- [Exercise requirements]:
Answer these questions using the soil salinity text below:
1. What level marks elevated soil salinity in the mapped data?
2. How does soil salinity hinder the growth of plants?
3. Which special case of dryland salinity is of particular concern to the northern Great Plains?

The Indicator
This indicator would be reported as the percentage of croplands nationally
having one of three salinity levels (less than 2 decisiemens per meter [dS/M],
2 to 4 dS/m, and greater than 4 dS/M; see below for discussion/description).
In addition, the percentage of croplands with elevated soil salinity (over 4
dS/m) would be mapped on a Major Land Resource Area (MLRA) basis. (MLRAs are
aggregations of geographic areas, usually many thousand acres in extent, which
are characterized by a particular pattern of soils, climate, water resources,
and land use. See http://www.statlab.iastate.edu/soils/MLRAweb/mlra/
for a discussion and map.)
Salinization is the process by which salts accumulate in the soil. Soil salinity
hinders the growth of plants by limiting their ability to take up water. Soluble
salts, particularly sodium salts, may also harm soils by reducing soil structure,
tillage properties, and permeability to water.
Soil salinization is most often associated with irrigated agriculture because
when water is applied to the land to nourish crops, much of it is taken up by
plants (or evaporating directly from the soil surface) and is returned to the
atmosphere. Since only pure water evaporates from the soil surface or transpires
from the plant surfaces, the salts are left behind in the soil. Thus, irrigation
has the potential to lead to excess accumulation of salts in the soil. The occurrence
of saline soils, however, is not restricted to irrigated soils. The same processes
of mineral weathering or dissolution and subsequent concentration because of
water evaporation often lead to high salt levels in soils of arid and semiarid
regions. The scarcity of rain that makes these areas arid restricts the possibility
of leaching and thus leads to salt accumulation. A special case of dryland salinity
of particular concern to the northern Great Plains is that of saline seeps.

- [Provided material]:
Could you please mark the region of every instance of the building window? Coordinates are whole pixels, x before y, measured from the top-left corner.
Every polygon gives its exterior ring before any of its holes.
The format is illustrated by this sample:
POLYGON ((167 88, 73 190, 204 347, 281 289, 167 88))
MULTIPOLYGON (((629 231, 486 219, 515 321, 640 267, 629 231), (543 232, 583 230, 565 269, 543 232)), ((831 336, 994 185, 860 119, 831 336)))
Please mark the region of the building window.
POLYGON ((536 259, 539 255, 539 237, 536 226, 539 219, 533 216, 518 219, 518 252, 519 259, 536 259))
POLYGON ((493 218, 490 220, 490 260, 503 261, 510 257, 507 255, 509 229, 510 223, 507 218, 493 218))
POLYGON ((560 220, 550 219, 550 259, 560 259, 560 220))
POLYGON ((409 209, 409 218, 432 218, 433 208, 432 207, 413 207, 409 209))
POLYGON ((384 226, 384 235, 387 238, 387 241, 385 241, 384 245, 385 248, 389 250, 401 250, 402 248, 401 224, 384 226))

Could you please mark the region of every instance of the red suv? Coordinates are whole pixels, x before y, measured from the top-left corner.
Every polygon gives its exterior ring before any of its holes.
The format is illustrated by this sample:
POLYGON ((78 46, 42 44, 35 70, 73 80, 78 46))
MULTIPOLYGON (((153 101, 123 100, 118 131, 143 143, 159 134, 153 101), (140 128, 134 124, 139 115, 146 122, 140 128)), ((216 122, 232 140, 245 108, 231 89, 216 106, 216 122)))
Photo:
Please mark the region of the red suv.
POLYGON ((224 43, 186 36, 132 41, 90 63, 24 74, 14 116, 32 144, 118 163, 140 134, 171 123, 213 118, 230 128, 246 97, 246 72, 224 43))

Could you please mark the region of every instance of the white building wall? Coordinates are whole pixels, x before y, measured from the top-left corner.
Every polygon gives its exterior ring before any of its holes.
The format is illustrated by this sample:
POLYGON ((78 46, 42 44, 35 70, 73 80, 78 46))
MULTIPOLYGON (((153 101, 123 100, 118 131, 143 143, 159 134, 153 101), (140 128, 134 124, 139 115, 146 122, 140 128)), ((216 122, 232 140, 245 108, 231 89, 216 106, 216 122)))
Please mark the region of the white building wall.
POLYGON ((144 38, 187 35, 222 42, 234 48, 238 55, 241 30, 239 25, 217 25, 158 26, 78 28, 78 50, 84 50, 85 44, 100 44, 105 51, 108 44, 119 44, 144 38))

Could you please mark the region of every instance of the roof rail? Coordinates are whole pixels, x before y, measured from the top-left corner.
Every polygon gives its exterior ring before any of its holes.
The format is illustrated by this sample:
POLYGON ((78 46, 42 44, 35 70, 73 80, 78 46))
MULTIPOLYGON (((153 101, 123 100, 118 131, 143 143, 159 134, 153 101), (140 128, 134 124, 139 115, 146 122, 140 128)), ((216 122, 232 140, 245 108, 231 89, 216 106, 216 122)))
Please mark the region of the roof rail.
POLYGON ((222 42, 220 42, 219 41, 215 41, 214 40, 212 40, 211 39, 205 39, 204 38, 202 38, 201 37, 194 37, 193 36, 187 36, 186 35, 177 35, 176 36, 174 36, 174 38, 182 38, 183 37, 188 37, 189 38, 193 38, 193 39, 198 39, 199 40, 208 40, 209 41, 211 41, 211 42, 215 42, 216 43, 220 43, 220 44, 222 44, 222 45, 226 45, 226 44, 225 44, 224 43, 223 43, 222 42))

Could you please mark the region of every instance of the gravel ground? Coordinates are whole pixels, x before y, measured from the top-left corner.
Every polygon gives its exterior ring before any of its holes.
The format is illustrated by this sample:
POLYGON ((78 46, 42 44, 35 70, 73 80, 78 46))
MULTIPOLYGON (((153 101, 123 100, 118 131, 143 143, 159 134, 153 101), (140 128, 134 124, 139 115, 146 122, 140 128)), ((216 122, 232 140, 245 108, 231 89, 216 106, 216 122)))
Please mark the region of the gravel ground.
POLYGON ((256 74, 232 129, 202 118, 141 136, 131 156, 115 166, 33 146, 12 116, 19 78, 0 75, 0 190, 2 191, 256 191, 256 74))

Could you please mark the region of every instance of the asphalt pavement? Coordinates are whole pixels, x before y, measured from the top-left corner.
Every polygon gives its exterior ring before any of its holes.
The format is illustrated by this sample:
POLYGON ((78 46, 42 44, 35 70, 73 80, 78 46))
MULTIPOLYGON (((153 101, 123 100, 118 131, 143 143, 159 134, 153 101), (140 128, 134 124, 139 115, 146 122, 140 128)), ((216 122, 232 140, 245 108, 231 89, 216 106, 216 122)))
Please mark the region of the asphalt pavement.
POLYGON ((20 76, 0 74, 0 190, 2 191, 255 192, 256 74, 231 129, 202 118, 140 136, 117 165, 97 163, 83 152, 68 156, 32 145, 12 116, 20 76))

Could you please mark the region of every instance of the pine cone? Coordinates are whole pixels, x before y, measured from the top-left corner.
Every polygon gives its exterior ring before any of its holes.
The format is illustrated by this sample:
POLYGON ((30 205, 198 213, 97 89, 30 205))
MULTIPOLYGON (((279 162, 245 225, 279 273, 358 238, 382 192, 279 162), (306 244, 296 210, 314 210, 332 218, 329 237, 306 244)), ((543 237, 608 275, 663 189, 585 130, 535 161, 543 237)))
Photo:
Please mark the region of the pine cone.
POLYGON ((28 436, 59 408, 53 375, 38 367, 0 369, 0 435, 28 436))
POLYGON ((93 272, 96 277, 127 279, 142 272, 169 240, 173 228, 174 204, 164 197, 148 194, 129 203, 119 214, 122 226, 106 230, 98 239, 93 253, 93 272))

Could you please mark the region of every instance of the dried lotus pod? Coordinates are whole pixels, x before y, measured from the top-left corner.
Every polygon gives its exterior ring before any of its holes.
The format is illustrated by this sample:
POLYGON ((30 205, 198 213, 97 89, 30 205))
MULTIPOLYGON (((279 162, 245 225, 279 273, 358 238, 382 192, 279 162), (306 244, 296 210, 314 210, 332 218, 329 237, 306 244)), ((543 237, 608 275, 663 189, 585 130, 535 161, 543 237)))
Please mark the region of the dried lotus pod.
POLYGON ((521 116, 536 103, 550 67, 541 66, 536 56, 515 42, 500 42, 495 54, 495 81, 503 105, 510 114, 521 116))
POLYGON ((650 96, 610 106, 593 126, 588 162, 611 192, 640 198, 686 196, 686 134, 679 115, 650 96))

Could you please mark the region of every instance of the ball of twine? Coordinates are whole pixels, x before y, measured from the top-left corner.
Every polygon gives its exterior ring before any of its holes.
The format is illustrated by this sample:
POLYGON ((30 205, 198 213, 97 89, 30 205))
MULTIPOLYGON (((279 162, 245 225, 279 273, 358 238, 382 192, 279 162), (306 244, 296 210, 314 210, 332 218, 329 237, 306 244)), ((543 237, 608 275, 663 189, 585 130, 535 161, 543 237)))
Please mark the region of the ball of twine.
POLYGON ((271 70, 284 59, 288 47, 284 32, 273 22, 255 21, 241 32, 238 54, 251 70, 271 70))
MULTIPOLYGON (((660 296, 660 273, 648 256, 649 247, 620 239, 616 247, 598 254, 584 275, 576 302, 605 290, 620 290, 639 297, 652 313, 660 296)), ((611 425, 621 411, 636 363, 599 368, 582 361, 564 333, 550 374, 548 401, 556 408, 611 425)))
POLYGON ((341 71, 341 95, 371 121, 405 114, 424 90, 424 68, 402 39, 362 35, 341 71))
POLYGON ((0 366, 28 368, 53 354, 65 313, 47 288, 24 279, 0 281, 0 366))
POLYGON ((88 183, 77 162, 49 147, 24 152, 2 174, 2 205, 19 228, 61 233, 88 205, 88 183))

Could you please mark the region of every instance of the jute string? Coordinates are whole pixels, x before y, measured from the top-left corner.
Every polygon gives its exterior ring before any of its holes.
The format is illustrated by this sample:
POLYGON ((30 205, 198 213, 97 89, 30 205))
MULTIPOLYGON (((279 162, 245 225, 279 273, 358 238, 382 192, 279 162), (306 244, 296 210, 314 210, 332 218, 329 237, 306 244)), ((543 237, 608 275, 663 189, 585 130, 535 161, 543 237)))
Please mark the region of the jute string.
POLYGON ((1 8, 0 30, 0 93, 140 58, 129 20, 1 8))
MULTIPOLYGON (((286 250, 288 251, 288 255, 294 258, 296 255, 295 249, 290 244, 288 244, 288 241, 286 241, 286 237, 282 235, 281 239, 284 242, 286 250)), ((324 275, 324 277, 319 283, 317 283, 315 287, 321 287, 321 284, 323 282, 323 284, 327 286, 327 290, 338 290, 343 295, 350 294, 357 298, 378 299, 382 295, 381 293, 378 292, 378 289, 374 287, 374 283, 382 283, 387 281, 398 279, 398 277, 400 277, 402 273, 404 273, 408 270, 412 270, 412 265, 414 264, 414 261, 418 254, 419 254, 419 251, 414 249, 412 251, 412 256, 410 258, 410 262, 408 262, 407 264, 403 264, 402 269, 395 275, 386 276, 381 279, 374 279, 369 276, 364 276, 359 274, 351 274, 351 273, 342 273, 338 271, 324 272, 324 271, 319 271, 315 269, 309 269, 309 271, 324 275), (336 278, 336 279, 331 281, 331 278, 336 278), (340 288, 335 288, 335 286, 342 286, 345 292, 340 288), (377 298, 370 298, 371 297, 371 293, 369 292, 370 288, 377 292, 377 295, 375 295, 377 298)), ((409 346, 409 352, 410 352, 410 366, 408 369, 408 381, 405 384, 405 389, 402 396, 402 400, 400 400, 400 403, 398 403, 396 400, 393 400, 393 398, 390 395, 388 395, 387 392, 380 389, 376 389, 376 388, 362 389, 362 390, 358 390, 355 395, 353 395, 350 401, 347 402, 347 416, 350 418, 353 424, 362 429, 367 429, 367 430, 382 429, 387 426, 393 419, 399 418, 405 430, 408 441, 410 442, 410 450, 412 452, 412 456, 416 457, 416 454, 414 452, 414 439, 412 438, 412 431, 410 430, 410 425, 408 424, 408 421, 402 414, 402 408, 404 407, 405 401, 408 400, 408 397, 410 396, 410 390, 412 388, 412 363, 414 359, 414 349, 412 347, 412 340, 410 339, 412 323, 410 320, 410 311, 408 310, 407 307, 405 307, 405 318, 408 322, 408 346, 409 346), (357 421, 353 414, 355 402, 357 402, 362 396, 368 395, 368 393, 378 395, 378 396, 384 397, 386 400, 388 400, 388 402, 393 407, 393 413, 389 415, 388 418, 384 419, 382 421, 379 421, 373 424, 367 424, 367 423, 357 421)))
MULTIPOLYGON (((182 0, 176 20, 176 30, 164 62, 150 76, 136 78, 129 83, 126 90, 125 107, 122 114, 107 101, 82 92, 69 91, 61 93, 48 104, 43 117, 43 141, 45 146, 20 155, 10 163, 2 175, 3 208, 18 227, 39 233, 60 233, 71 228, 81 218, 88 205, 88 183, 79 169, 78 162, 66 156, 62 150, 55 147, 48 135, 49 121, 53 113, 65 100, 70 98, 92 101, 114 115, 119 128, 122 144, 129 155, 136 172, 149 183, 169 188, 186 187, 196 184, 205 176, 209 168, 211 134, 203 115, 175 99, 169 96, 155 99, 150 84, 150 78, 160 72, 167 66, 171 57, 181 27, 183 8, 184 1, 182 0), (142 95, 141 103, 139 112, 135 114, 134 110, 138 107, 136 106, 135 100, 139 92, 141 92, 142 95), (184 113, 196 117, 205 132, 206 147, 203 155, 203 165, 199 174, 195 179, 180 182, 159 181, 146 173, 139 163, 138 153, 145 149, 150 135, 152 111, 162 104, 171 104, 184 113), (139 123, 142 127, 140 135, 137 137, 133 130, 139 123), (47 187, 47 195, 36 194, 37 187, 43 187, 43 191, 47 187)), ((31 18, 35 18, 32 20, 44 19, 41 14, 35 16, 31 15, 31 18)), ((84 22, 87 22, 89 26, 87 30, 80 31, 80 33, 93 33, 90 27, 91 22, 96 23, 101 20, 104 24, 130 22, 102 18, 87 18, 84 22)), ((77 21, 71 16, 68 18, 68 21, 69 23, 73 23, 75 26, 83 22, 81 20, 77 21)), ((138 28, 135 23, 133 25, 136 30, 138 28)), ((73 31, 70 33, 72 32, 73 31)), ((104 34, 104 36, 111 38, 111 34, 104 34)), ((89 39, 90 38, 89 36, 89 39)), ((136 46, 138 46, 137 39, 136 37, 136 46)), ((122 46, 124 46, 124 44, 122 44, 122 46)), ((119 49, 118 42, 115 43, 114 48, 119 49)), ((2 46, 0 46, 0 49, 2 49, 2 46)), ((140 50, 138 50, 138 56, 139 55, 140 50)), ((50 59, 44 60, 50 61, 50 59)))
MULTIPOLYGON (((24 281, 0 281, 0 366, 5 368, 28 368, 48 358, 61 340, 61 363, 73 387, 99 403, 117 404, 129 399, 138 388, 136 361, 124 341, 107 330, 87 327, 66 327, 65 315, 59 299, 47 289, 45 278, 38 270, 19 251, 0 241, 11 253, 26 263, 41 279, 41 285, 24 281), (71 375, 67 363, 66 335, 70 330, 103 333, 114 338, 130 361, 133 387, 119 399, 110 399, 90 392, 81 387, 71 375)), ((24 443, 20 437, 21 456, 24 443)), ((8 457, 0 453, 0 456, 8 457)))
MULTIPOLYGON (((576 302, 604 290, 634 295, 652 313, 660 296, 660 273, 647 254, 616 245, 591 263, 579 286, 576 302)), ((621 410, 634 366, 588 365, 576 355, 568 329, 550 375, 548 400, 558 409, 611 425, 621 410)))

- [Result of the task]:
1. Over 4 dS/m.
2. It limits their ability to take up water.
3. Saline seeps.